Görev a: Aşağıdaki kayıtlarda "rough mask: <svg" ifadesini içeren satırdan başlayıp kayıtların son satırında bitecek şekilde, iki uçtaki satırlar da dahil, bu satırları boş satırları atlayarak numaralı liste biçiminde düzenler misiniz?

İncelenecek metin:
------------------------

Beş yaşındaki küçük kız anne babası tarafından henüz okula başlamadan Kur’an öğrensin, dinini bilsin diye özel bir ana okuluna gönderiliyor. Çocuk ilk zamanlar hevesle gittiği okuldan zaman içerisinde soğuyor ve bir süre sonra gitmek konusunda ayak diremeye başlıyor.
Aile zar zor gitmeye razı ettiği çocuğun ilk dönem karnesini eline aldığında asıl şoku o anda yaşıyor. Karne görüşü olarak öğretmeni aynen şöyle yazmıştır. “Unutma, bir gün mutlaka öleceksin!”
Başka bir aile yine dinini öğrenmesi için özel bir ana okuluna (ki muhtemelen orası bir merdiven altı okuldur) çocuğunu gönderdiğinde, hocalar daha ikinci günde çocuğu uslandırmak için bir odaya kilitliyorlar. Vatandaş yavrusunu gönderdiğine de bin pişman olmuştur.
Başka bildiğim örnekleri dillendirmenin yararsızlığına inanarak bu iki örnek olaydan hareketle okul öncesinde din eğitiminin ülkemizde ciddi anlamda gündem olması gerektiğini düşünmekteyim.
O halde şu soruyu sormak lazım: Din eğitimine başlama yaşı kaçtır?
Bu konuyla ilgili görüşler muhtelif. “Erken yaşlarda din eğitimi başlamalı, çocuk daha küçükten Allah’ı, peygamberi bilmelidir” diyenler olduğu gibi çok fazla acele edilmesinin çocukların ruh dünyalarının hazır bulunuşuyla çelişeceğini ve dolayısıyla ağırdan alarak çocuğun dini terimleri anlayabilme yaşlarına doğru bu eğitimle karşılaşmasının daha uygun olacağını söyleyenler de bulunmaktadır.
Anasınıfı dönemi olan “beş yaş, çocukluk evresinin düğüm noktasıdır. Bu dönemi “altın yaş” olarak nitelendiririz. (…) Bu çağ çocuğa bir takım ibadetlere, dinî ritüel ve davranışlara aşinalık kazandırılabilmesi için en önemli zaman dilimidir. İnanç esaslarını temel anlamda bu çağda iyi ve doğru şekliyle kavratıp benimsetebilirsiniz.”1
Görüşler muhtelif, serdedenlerin kendilerince haklı oldukları noktalar olabilir, lakin bunu ebeveynlerin tercihine bırakmak en isabetli olanıdır. Zaten anne baba evladı için doğru olanı bulmak için uğraşmaktadır, burada önemli olan devletin vatandaşa okul öncesi eğitimde farklı seçenekleri sunabilme olasılığıdır. Esasen anne baba 2-3 yaşlarında çocuğuna bazı dini hikayeleri okuyarak, dinleterek de naif bir anlayışla ona dini sevdirmelidir. Özellikle 3-4 yaşlarındaki çocuklarla dua ezberleri, namaz kılma gibi konularda inatlaşmamak olumlu bir dini temel için önemlidir.

------------------------

Sağlanan veriler:

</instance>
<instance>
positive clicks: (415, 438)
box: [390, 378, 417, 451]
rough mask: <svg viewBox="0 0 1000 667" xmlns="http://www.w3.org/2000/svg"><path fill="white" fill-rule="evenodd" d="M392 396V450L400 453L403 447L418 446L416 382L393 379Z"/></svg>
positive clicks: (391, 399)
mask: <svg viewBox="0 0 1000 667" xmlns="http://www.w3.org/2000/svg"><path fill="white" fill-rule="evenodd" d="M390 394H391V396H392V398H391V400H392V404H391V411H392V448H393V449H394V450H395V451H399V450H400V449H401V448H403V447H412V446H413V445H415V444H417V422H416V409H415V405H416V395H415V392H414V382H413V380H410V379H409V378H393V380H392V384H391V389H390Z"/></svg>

------------------------

Görev b:
Okul öncesi din eğitimi üzerine yazılmış metne göre aşağıdaki ifadeler doğru mu? Her birine evet ya da hayır diye cevap verin ve metinden belirleyici sözleri kelimesi kelimesine alıntılayın.
(i) İlk örnekteki kız çocuğunun karnesine öğretmeni "Unutma, bir gün mutlaka öleceksin!" yazmıştır.
(ii) İkinci örnekte hocalar çocuğu okulun ilk gününde bir odaya kilitlemiştir.
(iii) Yazara göre din eğitimine başlama yaşı konusundaki kararı devlete bırakmak en isabetli yoldur.

Yanıtınız a:
1. rough mask: <svg viewBox="0 0 1000 667" xmlns="http://www.w3.org/2000/svg"><path fill="white" fill-rule="evenodd" d="M392 396V450L400 453L403 447L418 446L416 382L393 379Z"/></svg>
2. positive clicks: (391, 399)
3. mask: <svg viewBox="0 0 1000 667" xmlns="http://www.w3.org/2000/svg"><path fill="white" fill-rule="evenodd" d="M390 394H391V396H392V398H391V400H392V404H391V411H392V448H393V449H394V450H395V451H399V450H400V449H401V448H403V447H412V446H413V445H415V444H417V422H416V409H415V405H416V395H415V392H414V382H413V380H410V379H409V378H393V380H392V384H391V389H390Z"/></svg>

Yanıtınız b:
(i) Evet: "Karne görüşü olarak öğretmeni aynen şöyle yazmıştır. “Unutma, bir gün mutlaka öleceksin!”"
(ii) Hayır: "hocalar daha ikinci günde çocuğu uslandırmak için bir odaya kilitliyorlar"
(iii) Hayır: "lakin bunu ebeveynlerin tercihine bırakmak en isabetli olanıdır"